> Exercise brief
The records are to be copied exactly and in full.

> Provided data

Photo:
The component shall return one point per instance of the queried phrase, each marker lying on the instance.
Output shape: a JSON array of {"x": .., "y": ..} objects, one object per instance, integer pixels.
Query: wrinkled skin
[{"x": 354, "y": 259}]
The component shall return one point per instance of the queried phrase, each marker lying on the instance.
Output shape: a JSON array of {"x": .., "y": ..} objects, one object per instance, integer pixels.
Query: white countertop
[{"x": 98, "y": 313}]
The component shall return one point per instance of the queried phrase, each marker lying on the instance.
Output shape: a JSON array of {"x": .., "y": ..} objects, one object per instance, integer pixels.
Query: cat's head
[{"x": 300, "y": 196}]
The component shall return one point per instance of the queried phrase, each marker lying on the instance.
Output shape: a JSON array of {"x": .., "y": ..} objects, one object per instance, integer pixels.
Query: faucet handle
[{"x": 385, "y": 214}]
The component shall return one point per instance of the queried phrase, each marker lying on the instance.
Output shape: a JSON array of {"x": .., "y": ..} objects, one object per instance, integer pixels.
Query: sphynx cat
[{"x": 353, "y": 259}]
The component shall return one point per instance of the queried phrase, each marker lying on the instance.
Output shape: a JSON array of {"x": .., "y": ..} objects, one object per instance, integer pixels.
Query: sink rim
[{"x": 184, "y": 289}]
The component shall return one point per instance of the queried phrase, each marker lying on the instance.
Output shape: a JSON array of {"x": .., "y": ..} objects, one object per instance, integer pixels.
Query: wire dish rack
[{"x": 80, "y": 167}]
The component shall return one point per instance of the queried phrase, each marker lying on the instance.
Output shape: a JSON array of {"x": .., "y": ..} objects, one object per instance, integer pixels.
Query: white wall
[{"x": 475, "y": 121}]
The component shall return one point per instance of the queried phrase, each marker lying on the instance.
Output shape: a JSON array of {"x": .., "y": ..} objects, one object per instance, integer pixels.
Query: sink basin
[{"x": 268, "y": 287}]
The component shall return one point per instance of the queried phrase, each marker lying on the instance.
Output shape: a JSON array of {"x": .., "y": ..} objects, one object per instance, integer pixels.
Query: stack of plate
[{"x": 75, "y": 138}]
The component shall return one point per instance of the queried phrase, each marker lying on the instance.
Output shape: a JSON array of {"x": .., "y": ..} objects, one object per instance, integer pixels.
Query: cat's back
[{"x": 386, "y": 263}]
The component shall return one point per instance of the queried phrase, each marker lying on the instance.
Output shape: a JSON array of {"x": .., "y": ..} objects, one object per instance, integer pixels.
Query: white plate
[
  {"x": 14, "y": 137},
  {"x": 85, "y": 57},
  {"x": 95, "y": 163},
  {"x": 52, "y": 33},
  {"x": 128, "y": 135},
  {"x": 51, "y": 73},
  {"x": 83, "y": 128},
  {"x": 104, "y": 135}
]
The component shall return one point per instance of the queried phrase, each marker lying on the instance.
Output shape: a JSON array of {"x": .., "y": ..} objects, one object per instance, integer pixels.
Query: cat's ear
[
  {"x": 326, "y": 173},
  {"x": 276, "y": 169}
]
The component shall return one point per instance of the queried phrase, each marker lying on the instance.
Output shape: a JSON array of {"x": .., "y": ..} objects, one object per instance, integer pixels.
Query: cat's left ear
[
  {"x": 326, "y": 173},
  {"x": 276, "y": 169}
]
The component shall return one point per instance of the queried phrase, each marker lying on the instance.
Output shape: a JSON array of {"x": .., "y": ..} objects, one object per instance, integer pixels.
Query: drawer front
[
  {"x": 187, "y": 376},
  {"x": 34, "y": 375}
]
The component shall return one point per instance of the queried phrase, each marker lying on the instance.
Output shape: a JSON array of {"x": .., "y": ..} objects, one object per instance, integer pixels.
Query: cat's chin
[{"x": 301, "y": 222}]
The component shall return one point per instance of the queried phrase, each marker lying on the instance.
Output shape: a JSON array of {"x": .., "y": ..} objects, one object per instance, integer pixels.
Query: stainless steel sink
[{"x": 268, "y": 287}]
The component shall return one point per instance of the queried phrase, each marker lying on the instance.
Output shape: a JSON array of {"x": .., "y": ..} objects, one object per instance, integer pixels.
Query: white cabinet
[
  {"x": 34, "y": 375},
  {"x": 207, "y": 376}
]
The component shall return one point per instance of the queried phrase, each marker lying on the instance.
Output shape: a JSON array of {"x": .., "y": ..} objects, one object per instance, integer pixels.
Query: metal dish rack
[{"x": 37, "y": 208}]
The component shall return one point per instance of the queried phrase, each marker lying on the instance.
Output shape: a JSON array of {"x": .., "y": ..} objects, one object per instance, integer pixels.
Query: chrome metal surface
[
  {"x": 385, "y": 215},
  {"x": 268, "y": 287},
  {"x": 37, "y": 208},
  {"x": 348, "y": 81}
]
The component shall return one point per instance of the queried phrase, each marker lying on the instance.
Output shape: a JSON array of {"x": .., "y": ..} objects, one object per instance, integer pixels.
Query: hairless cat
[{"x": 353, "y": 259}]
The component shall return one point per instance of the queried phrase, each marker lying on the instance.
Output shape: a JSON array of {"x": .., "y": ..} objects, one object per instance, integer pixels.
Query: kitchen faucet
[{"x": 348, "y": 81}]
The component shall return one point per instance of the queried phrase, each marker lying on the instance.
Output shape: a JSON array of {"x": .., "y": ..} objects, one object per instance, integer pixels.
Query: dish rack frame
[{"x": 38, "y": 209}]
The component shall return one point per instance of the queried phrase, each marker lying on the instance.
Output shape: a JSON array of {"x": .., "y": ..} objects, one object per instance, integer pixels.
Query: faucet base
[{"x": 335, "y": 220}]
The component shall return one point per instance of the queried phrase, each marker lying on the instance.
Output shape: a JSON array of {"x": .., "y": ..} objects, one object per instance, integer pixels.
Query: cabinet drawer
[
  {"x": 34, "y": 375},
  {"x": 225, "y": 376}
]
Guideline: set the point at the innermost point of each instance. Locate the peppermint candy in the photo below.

> Solution to this problem
Photo:
The component shall return one point per instance of the queried phrase, each marker lying on the instance.
Output shape: a JSON array of {"x": .., "y": ..} objects, one object per instance, integer pixels.
Query: wrinkled skin
[{"x": 354, "y": 259}]
The component shall return one point per instance of the queried phrase, each marker lying on the instance.
Output shape: a JSON array of {"x": .., "y": ..} objects, one object per instance, integer pixels.
Query: white countertop
[{"x": 98, "y": 313}]
The component shall return one point per instance of the queried phrase, each marker lying on the instance.
Output shape: a JSON array of {"x": .., "y": ..} objects, one object per instance, integer pixels.
Query: cat's head
[{"x": 300, "y": 196}]
The component shall return one point per instance of the queried phrase, each marker lying on the instance.
Output shape: a JSON array of {"x": .., "y": ..} objects, one object per instance, integer pixels.
Query: faucet handle
[{"x": 385, "y": 214}]
The component shall return one point per instance of the queried phrase, each marker lying on the instance.
Output shape: a JSON array of {"x": .., "y": ..} objects, one object per instance, integer pixels.
Query: sphynx cat
[{"x": 353, "y": 259}]
The component shall return one point per instance of the queried phrase, each marker lying on the instance.
Output shape: a JSON array of {"x": .., "y": ..} objects, one object per instance, integer pixels.
Query: sink rim
[{"x": 184, "y": 289}]
The component shall return one point per instance of the queried phrase, each marker lying on the instance.
Output shape: a JSON array of {"x": .., "y": ..} objects, one object per instance, integer pixels.
Query: wire dish rack
[{"x": 80, "y": 167}]
The component shall return one point per instance of the queried phrase, each marker lying on the instance.
Output shape: a JSON array of {"x": .., "y": ..} objects, one object per instance, integer pixels.
Query: white wall
[{"x": 475, "y": 121}]
The component shall return one point per instance of the queried phrase, each marker lying on the instance.
Output shape: a JSON array of {"x": .., "y": ..} objects, one object per instance, integer pixels.
Query: sink basin
[{"x": 268, "y": 287}]
The component shall return one point per instance of the queried phrase, each marker lying on the instance.
Output shape: a JSON array of {"x": .., "y": ..} objects, one object per instance, integer pixels.
Query: stack of plate
[{"x": 75, "y": 138}]
The component shall return one point per instance of the queried phrase, each marker lying on the instance.
Output shape: a JSON array of {"x": .., "y": ..} objects, one object per instance, integer pixels.
Query: cat's back
[{"x": 386, "y": 263}]
The component shall return one point per instance of the queried phrase, each marker lying on the instance.
Output shape: a JSON array of {"x": .., "y": ..} objects, one object per instance, integer pixels.
Query: white plate
[
  {"x": 14, "y": 137},
  {"x": 85, "y": 57},
  {"x": 95, "y": 163},
  {"x": 52, "y": 33},
  {"x": 128, "y": 135},
  {"x": 51, "y": 73},
  {"x": 83, "y": 128},
  {"x": 104, "y": 135}
]
The component shall return one point per instance of the queried phrase, each marker lying on the instance.
Output shape: a JSON array of {"x": .., "y": ..} objects, one object per instance, integer pixels.
Query: cat's ear
[
  {"x": 326, "y": 173},
  {"x": 276, "y": 169}
]
The component shall return one point per instance of the queried phrase, each marker lying on the instance.
Output shape: a JSON array of {"x": .., "y": ..} objects, one object per instance, integer pixels.
Query: cat's left ear
[
  {"x": 326, "y": 173},
  {"x": 276, "y": 169}
]
The component shall return one point per instance of the queried phrase, each marker lying on the instance.
Output shape: a JSON array of {"x": .., "y": ..} objects, one object per instance, integer pixels.
Query: drawer front
[
  {"x": 187, "y": 376},
  {"x": 34, "y": 375}
]
The component shall return one point per instance of the queried phrase, each marker lying on the instance.
Output shape: a JSON array of {"x": .., "y": ..} objects, one object per instance, integer pixels.
Query: cat's chin
[{"x": 301, "y": 222}]
The component shall return one point per instance of the queried phrase, each marker lying on the instance.
Output shape: a JSON array of {"x": .., "y": ..} objects, one object per instance, integer pixels.
Query: stainless steel sink
[{"x": 268, "y": 287}]
The component shall return one point per instance of the queried phrase, each marker lying on the instance.
Output shape: a JSON array of {"x": .., "y": ..} objects, one object per instance, integer pixels.
Query: white cabinet
[
  {"x": 34, "y": 375},
  {"x": 207, "y": 376}
]
The component shall return one point per instance of the queried phrase, each marker lying on the instance.
Output shape: a JSON array of {"x": .., "y": ..} objects, one object per instance, integer pixels.
Query: metal dish rack
[{"x": 37, "y": 208}]
The component shall return one point per instance of the queried phrase, each marker lying on the instance.
Output shape: a JSON array of {"x": .., "y": ..} objects, one object per instance, integer pixels.
Query: chrome metal surface
[
  {"x": 385, "y": 215},
  {"x": 268, "y": 287},
  {"x": 37, "y": 208},
  {"x": 348, "y": 81}
]
The component shall return one point per instance of the queried phrase, each marker lying on the instance.
Output shape: a JSON array of {"x": .., "y": ..} objects, one object per instance, integer pixels.
Query: hairless cat
[{"x": 353, "y": 259}]
The component shall return one point per instance of the queried phrase, each marker lying on the instance.
Output shape: a JSON array of {"x": .., "y": ..} objects, one object per instance, integer pixels.
Query: kitchen faucet
[{"x": 348, "y": 81}]
The component shall return one point per instance of the queried phrase, each marker lying on the instance.
Output shape: a JSON array of {"x": .., "y": ..} objects, one object per instance, integer pixels.
Query: dish rack frame
[{"x": 38, "y": 209}]
The component shall return one point per instance of the queried phrase, each marker lying on the instance.
Output shape: a JSON array of {"x": .., "y": ..} objects, one object per instance, integer pixels.
Query: faucet base
[{"x": 335, "y": 220}]
The component shall return one point per instance of the queried phrase, each marker lying on the instance.
Output shape: a JSON array of {"x": .., "y": ..} objects, one object per instance, integer pixels.
Query: cabinet drawer
[
  {"x": 34, "y": 375},
  {"x": 225, "y": 376}
]
Guideline: set the point at the innermost point of each instance. Locate the peppermint candy in the photo below.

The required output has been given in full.